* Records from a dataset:
========================================================================

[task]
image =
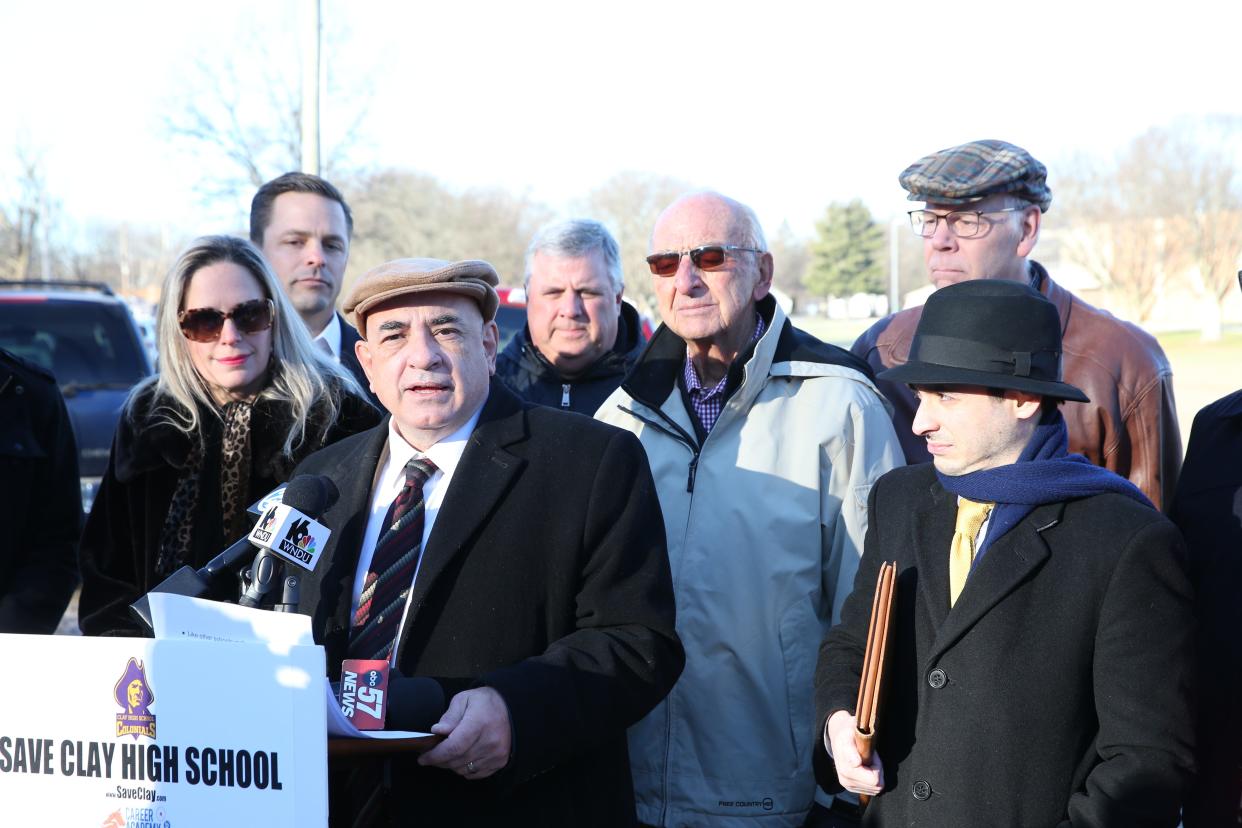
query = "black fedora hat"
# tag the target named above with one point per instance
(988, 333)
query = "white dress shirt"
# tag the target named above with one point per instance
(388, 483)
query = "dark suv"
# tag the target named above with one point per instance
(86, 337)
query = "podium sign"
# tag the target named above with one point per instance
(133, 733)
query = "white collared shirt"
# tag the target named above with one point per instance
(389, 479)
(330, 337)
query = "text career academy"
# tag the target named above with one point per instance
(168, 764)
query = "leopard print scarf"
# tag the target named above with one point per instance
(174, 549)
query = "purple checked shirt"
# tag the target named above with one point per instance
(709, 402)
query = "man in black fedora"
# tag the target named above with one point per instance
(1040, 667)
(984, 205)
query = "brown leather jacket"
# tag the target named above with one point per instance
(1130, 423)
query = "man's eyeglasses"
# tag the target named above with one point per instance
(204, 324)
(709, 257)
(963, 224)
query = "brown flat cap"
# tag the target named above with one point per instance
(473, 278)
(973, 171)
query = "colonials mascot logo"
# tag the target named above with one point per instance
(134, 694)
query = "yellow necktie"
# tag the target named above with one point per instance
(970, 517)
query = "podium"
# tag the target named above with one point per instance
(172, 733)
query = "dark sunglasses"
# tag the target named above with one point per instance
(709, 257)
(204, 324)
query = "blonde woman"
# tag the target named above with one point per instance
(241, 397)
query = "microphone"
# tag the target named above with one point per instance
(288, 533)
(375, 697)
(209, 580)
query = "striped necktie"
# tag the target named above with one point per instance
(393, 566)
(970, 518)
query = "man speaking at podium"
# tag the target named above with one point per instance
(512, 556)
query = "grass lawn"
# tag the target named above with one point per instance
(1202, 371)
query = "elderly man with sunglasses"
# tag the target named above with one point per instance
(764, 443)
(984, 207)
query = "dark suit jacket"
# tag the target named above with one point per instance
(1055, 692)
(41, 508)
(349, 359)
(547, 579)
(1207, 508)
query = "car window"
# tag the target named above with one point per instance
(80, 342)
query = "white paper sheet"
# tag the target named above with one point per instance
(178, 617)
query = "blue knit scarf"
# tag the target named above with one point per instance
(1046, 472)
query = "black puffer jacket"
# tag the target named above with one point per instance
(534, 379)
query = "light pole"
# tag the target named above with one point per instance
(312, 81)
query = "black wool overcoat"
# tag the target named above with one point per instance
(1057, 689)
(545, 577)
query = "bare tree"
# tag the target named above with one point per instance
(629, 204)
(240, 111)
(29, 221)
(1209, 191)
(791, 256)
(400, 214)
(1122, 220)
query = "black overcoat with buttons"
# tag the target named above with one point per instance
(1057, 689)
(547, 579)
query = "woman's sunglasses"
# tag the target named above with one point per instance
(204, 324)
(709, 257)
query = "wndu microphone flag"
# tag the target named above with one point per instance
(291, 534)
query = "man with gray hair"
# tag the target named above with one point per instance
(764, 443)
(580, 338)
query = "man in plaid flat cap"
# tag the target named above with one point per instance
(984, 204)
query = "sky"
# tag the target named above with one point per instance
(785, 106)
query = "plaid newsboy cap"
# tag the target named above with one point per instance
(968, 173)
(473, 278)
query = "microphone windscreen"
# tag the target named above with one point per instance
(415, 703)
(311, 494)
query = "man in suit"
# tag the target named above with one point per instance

========================================================================

* What needs to be done: Restate the entire listing word for word, excluding pictures.

* Response to the exercise:
[task]
image =
query = "black fedora hat"
# tag the target named above with one point per instance
(988, 333)
query = "white dress shirt"
# tag the target named above with one point per instance
(388, 483)
query = "dark suv"
# tag the target named above with one point per instance
(86, 337)
query = "podium sign"
# tag the target named above with one point per instance
(133, 733)
query = "white collared shirt"
# tag the target named above with one point per instance
(389, 479)
(330, 337)
query = "text career academy"
# tag the target named above with one point per instance
(168, 764)
query = "leopard print scarf"
# tag the target named above with one point per instance
(174, 549)
query = "purple checked shirt"
# tag the target named above with one point per instance
(709, 402)
query = "man in black fedora"
# tag the target named above with one point per instance
(1040, 667)
(984, 205)
query = "brown leather jacket"
# tag the target named above with one point per instance
(1130, 423)
query = "man's eyeglasses"
# tag the target named above with one point per instance
(204, 324)
(709, 257)
(963, 224)
query = "brown flat cap"
# tag the target named above with one point per instance
(473, 278)
(973, 171)
query = "colonials mascot logo"
# tag the target named above with one point per instance
(134, 694)
query = "yellow necktie"
# tag the target named above with one point per instance
(970, 517)
query = "podium"
# tag the target named above with one point per instance
(172, 733)
query = "dark sunglasses"
# tag the target named above with one point per instance
(709, 257)
(204, 324)
query = "blonde woman"
# tag the target named above with one point per instance
(241, 397)
query = "microphone"
# tag the target named above with one point per instance
(288, 533)
(375, 697)
(209, 580)
query = "striped necktie"
# tag the target named above with one point per instance
(393, 566)
(970, 518)
query = "man speaking at podium"
# tag the target named above with one point per instance
(512, 556)
query = "grass lawn"
# tag the target named above with one point per instance
(1202, 371)
query = "elderly man with sunglasses"
# tag the target named above with one point per instance
(764, 443)
(984, 207)
query = "dark suit jacket"
# tag the target named above with one point per instance
(1055, 692)
(41, 508)
(349, 359)
(547, 579)
(1207, 508)
query = "car window"
# tag the target named above with one point per instance
(80, 342)
query = "white paper sheet"
# tag the target named above with one point per instance
(178, 617)
query = "blue knit scarf"
# tag the target named above with one point per instance
(1046, 472)
query = "black puffer jacket"
# tag the target named above with one point per instance
(534, 379)
query = "light pole"
# tag the target named above with one point per instance
(312, 81)
query = "black wool overcoat"
# tag the target named above with one point per instance
(1057, 689)
(545, 577)
query = "bare tree"
# tag the target named above with one point per instance
(629, 204)
(240, 111)
(29, 221)
(1209, 191)
(791, 256)
(400, 214)
(1122, 220)
query = "black overcoat with buttons"
# tag the target named above with one point per instance
(1057, 689)
(547, 579)
query = "woman's sunglasses"
# tag the target named above with one point per instance
(204, 324)
(709, 257)
query = "wndu microphone flag"
# tag the target named above with one point per instance
(291, 534)
query = "man with gray hair"
# tag the target named above with one point per instance
(764, 443)
(580, 338)
query = "man in plaid flat cap"
# tag the target named above with one point per instance
(984, 204)
query = "sky"
# tag the target named above with one point per instance
(785, 106)
query = "plaid newsboy cap"
# tag the target named above with one point per instance
(968, 173)
(473, 278)
query = "microphone windscreen"
# tag the target named above with one point per instance
(415, 703)
(311, 494)
query = "man in suit"
# tag the target named above with one point per instance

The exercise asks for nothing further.